Material provided:
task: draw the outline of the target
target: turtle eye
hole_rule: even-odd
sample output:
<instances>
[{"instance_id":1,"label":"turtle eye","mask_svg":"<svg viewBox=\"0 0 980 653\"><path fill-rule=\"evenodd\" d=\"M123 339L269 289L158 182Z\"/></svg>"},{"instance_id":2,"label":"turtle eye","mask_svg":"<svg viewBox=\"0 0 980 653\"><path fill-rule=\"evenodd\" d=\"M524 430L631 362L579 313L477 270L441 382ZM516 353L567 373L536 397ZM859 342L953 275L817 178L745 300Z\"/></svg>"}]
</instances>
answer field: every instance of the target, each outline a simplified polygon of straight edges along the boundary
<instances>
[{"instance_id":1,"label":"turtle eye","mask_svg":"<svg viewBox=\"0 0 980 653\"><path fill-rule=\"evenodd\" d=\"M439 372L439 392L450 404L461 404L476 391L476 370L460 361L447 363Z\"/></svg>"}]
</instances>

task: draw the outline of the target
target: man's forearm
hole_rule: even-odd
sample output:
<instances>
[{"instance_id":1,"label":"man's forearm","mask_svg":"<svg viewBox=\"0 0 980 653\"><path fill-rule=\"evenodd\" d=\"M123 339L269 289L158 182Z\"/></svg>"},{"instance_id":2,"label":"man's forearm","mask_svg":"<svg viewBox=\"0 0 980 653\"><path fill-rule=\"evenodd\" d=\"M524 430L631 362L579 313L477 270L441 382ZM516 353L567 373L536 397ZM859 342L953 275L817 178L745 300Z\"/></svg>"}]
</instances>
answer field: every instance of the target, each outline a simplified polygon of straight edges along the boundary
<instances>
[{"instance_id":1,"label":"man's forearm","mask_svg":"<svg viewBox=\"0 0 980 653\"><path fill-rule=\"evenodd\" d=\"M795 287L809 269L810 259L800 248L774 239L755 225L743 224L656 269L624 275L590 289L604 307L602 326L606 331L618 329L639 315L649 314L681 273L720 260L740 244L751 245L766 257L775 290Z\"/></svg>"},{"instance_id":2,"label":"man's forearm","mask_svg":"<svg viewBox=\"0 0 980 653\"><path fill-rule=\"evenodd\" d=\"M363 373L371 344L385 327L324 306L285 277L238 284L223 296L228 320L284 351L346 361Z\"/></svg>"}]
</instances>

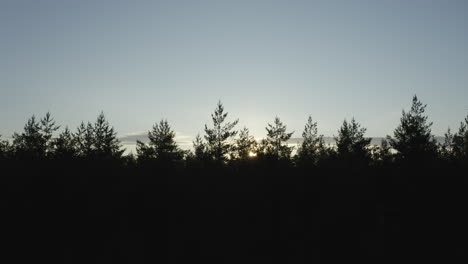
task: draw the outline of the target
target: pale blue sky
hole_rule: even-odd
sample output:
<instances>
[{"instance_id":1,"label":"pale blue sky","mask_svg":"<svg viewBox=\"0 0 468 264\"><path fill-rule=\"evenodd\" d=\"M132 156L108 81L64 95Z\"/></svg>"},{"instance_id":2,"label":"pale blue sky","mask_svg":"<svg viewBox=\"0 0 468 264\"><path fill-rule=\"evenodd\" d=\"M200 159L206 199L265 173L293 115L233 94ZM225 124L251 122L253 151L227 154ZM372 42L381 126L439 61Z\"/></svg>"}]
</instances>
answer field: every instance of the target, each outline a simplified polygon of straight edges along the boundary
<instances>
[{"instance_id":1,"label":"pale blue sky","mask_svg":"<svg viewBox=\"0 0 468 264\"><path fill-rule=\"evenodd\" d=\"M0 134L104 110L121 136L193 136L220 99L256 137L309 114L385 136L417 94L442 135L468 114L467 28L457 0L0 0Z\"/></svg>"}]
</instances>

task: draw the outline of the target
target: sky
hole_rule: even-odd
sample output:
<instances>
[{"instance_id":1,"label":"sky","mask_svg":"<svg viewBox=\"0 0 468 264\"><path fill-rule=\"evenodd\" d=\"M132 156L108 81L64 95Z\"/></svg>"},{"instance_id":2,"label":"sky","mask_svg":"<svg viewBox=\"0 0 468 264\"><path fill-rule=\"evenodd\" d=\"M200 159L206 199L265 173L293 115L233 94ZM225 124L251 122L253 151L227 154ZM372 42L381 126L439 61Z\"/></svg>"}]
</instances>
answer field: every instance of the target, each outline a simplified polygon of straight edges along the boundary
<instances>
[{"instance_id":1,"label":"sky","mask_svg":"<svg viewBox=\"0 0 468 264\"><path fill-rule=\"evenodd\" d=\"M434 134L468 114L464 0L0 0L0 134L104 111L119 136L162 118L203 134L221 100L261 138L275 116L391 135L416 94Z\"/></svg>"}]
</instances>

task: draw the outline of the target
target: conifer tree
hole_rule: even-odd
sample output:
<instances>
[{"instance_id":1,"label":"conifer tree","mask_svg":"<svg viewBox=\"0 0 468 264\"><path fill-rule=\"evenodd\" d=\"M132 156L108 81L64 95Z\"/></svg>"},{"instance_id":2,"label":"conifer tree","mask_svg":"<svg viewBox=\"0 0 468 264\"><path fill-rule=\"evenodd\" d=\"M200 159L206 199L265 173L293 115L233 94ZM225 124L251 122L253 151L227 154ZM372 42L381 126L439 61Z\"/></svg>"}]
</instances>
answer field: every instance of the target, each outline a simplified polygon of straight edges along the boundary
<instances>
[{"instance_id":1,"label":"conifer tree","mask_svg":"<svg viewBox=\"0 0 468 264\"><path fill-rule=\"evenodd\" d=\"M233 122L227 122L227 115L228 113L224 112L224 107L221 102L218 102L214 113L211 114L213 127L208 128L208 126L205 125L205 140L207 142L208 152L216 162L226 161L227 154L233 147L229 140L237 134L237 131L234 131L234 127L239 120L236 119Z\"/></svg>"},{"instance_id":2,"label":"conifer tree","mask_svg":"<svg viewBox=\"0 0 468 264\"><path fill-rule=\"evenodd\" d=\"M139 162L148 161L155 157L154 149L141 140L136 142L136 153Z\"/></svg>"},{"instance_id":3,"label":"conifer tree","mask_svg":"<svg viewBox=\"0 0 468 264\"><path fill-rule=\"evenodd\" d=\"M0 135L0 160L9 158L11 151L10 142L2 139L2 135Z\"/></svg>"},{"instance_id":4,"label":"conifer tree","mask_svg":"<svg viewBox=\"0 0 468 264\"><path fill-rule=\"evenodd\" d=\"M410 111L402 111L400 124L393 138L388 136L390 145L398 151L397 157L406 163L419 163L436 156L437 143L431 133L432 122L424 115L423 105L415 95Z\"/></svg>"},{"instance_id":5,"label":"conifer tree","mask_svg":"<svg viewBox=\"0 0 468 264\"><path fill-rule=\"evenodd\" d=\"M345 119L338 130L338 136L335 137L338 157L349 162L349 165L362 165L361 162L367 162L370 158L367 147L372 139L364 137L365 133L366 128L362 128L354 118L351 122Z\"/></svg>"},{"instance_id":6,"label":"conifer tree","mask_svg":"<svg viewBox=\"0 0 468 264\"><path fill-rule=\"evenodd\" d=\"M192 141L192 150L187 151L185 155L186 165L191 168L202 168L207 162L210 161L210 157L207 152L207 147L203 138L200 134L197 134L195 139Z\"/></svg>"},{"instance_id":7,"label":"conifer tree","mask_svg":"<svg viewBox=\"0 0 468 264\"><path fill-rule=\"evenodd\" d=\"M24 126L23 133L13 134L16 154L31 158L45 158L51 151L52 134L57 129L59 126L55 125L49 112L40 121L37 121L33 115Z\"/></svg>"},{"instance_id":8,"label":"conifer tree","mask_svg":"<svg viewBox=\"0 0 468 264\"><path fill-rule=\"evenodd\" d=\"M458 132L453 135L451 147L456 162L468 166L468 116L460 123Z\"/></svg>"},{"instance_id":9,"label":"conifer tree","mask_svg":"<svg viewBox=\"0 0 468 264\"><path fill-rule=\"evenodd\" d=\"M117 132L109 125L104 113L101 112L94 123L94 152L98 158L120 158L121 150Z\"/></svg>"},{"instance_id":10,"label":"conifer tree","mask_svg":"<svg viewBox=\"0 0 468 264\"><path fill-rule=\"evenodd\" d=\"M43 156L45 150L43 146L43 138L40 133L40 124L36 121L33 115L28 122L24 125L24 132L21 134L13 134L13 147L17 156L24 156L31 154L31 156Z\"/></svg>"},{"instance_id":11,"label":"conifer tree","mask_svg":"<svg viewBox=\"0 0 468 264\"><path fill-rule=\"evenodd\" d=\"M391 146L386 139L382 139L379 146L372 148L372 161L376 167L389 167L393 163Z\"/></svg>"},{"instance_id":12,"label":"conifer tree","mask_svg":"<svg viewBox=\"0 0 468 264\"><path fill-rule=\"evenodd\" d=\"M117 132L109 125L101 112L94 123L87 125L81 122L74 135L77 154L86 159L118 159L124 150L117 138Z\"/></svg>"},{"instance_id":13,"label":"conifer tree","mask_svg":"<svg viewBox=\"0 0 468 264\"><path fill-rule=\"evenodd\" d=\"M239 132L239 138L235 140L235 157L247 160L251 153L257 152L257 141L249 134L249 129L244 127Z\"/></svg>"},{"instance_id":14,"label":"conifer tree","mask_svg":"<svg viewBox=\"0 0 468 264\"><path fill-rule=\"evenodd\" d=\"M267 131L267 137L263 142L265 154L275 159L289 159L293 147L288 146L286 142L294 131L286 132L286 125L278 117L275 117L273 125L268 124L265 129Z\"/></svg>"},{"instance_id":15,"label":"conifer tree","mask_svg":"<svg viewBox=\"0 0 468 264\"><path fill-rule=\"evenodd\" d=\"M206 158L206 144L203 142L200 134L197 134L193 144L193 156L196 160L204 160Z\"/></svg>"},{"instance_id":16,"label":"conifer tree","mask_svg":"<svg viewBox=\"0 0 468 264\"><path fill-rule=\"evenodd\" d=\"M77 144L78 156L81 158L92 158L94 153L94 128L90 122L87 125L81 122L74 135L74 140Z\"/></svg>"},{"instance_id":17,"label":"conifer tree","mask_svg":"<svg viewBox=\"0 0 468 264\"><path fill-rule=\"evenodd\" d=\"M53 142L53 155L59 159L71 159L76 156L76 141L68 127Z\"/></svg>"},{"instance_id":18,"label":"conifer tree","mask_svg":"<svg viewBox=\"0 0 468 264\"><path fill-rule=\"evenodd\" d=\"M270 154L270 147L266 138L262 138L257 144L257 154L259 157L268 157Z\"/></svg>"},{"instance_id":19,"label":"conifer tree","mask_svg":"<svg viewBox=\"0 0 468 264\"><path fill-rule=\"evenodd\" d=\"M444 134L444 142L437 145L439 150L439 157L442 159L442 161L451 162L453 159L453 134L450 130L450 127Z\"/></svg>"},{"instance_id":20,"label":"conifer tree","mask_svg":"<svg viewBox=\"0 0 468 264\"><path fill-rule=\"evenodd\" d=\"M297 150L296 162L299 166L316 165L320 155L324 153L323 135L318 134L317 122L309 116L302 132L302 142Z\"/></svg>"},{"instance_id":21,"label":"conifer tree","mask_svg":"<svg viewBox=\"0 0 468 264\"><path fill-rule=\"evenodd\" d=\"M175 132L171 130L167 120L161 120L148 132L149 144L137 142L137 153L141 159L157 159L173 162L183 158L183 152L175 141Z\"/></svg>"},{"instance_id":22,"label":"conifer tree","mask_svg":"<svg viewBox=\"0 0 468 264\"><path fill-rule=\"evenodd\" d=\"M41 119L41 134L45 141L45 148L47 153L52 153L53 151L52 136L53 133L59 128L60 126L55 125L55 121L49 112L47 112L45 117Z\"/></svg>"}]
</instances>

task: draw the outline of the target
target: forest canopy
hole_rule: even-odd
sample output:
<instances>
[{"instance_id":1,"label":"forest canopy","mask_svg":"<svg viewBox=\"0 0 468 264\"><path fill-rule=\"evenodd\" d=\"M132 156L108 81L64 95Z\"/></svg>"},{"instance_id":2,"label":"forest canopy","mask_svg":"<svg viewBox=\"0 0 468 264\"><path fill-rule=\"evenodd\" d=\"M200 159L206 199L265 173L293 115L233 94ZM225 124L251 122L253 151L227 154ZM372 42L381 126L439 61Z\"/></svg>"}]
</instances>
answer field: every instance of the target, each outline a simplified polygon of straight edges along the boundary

---

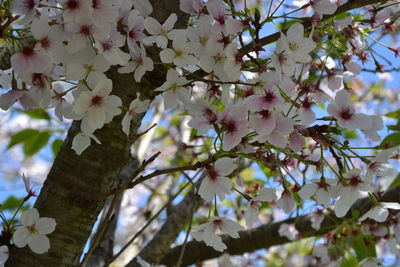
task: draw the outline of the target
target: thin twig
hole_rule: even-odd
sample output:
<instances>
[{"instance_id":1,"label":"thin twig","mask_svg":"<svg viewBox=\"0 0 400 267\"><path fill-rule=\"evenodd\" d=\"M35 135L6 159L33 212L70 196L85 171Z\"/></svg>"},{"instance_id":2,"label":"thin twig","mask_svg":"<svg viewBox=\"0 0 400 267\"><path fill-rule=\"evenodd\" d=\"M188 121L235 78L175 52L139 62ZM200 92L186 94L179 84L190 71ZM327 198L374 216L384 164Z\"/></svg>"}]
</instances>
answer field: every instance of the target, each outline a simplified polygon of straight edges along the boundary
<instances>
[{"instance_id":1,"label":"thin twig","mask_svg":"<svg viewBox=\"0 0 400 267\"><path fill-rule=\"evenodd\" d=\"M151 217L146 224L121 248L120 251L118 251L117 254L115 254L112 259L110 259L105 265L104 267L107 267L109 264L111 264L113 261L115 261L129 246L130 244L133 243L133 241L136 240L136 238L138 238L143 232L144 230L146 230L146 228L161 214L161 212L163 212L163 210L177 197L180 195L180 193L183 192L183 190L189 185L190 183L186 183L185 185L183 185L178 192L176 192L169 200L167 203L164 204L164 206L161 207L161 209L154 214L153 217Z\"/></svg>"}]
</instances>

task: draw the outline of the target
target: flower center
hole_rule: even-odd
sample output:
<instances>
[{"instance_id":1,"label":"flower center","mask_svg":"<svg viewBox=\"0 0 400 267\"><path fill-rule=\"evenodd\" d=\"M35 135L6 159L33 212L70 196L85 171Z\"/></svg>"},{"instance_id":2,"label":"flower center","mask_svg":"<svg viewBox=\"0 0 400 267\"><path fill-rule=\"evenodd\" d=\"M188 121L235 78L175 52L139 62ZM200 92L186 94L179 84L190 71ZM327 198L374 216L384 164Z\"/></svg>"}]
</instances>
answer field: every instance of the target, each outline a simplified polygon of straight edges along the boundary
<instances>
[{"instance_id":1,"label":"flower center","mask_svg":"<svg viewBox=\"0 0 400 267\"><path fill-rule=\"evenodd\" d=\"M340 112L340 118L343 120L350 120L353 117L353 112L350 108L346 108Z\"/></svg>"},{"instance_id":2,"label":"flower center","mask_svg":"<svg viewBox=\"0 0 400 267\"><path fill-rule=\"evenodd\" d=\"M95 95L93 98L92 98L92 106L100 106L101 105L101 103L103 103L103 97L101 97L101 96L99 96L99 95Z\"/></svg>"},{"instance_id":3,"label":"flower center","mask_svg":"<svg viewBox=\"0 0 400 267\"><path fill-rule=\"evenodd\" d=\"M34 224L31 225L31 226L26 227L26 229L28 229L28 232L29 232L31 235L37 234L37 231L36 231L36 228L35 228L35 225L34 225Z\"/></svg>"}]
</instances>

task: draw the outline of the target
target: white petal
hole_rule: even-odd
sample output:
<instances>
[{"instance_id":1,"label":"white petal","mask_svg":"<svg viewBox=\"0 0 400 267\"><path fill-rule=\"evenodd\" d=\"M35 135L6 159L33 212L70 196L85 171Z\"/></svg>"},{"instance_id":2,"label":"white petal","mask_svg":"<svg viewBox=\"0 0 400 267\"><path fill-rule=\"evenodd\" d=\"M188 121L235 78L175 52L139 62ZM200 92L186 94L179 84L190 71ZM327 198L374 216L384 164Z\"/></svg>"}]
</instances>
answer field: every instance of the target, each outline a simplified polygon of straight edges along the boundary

...

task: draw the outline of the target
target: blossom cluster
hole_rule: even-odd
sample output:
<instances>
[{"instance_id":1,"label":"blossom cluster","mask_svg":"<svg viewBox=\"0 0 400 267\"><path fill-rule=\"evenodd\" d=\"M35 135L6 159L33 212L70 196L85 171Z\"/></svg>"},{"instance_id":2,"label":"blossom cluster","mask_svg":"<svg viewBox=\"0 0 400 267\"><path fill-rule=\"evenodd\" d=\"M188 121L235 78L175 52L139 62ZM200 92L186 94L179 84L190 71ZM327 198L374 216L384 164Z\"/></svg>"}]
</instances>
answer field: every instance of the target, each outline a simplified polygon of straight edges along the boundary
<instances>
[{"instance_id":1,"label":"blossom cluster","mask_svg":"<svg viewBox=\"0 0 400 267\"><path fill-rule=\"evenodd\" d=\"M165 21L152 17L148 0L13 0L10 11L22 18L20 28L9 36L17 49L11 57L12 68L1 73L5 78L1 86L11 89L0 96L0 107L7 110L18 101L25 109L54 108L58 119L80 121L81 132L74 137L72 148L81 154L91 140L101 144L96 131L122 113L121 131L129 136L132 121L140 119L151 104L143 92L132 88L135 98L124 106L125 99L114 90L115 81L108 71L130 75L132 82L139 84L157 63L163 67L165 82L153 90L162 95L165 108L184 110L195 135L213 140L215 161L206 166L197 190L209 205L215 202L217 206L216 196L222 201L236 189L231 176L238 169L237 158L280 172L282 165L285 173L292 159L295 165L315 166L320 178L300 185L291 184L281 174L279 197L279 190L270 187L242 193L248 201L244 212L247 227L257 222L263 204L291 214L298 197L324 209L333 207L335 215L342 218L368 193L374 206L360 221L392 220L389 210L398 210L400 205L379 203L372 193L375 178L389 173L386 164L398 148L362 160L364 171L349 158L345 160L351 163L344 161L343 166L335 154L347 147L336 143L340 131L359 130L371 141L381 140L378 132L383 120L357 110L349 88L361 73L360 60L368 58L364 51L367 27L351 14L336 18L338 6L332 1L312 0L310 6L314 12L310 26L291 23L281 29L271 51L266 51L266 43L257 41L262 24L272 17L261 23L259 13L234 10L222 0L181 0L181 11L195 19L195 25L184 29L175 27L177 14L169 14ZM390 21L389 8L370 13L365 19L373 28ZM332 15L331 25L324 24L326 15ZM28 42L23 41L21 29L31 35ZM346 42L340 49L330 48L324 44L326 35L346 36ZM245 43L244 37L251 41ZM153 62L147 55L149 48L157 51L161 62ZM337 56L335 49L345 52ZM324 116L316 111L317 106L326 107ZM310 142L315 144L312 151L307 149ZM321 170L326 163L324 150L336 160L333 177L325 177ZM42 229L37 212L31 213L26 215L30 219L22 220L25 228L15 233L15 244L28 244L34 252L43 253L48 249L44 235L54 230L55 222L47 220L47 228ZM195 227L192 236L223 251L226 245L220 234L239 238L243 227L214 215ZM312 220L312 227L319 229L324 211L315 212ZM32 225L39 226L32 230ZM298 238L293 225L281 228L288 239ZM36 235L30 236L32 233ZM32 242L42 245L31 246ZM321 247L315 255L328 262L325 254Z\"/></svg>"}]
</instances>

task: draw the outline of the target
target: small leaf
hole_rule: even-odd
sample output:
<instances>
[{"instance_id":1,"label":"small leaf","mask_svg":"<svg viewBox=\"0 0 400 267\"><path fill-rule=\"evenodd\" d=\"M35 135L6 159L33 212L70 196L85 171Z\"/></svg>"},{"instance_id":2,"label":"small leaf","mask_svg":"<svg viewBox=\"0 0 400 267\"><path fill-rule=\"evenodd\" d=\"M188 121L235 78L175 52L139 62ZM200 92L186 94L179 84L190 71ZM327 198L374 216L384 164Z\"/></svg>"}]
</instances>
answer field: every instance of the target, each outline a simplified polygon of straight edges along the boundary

What to produce: In the records above, which lines hold the string "white"? Copy each one.

Task output:
target: white petal
[{"instance_id":1,"label":"white petal","mask_svg":"<svg viewBox=\"0 0 400 267\"><path fill-rule=\"evenodd\" d=\"M35 135L6 159L33 212L70 196L85 171Z\"/></svg>"},{"instance_id":2,"label":"white petal","mask_svg":"<svg viewBox=\"0 0 400 267\"><path fill-rule=\"evenodd\" d=\"M188 121L235 78L175 52L139 62ZM200 92L186 94L179 84L190 71ZM327 198L374 216L384 164Z\"/></svg>"}]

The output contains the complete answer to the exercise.